The task = Rewrite the listing below with each occurrence of "SHOULD" replaced by "MUST", leaving everything else unchanged.
== Entries supplied ==
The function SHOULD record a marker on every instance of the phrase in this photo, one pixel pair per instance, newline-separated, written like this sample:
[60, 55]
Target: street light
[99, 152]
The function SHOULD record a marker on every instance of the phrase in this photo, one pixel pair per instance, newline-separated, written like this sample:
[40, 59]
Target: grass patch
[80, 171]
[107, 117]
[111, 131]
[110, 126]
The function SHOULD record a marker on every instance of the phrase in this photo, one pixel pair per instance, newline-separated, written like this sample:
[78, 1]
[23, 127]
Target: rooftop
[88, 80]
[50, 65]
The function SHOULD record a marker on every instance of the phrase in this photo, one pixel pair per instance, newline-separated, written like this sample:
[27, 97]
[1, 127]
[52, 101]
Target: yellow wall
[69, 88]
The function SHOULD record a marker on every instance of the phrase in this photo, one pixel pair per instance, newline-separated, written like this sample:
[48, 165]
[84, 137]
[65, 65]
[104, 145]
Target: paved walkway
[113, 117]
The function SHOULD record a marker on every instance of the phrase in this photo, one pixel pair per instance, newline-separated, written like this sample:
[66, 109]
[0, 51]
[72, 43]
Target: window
===
Response =
The function MUST record a marker on every instance of the phrase in this photo, one pixel pair per instance, newline-separated, written like this sample:
[60, 55]
Target: street light
[99, 152]
The function MUST record a marker on every instance of the phrase in this photo, one pixel pair per instance, newline-separated, written like this sample:
[40, 59]
Target: grass patch
[80, 171]
[107, 117]
[111, 131]
[110, 126]
The function MUST record a marker on every instance of the phrase in this photo, one pixel pair per instance, newline-separated, written like this sample:
[78, 1]
[23, 127]
Target: rooftop
[88, 80]
[50, 65]
The function MUST record a marker on every instance of the phrase in this photo, one pixel pair per instance, newline-separated, written like this sample:
[27, 97]
[1, 127]
[52, 101]
Target: yellow wall
[69, 88]
The function MUST record a marker on every instance of the phrase in this photo, one pixel pair per instance, newline-separated, written like this sample:
[48, 165]
[84, 137]
[65, 65]
[104, 145]
Target: paved walkway
[113, 117]
The function MUST record a marker on every instance of the phrase in this photo, one pixel pair per instance, newline-separated, written like this sample:
[66, 109]
[0, 51]
[72, 43]
Target: window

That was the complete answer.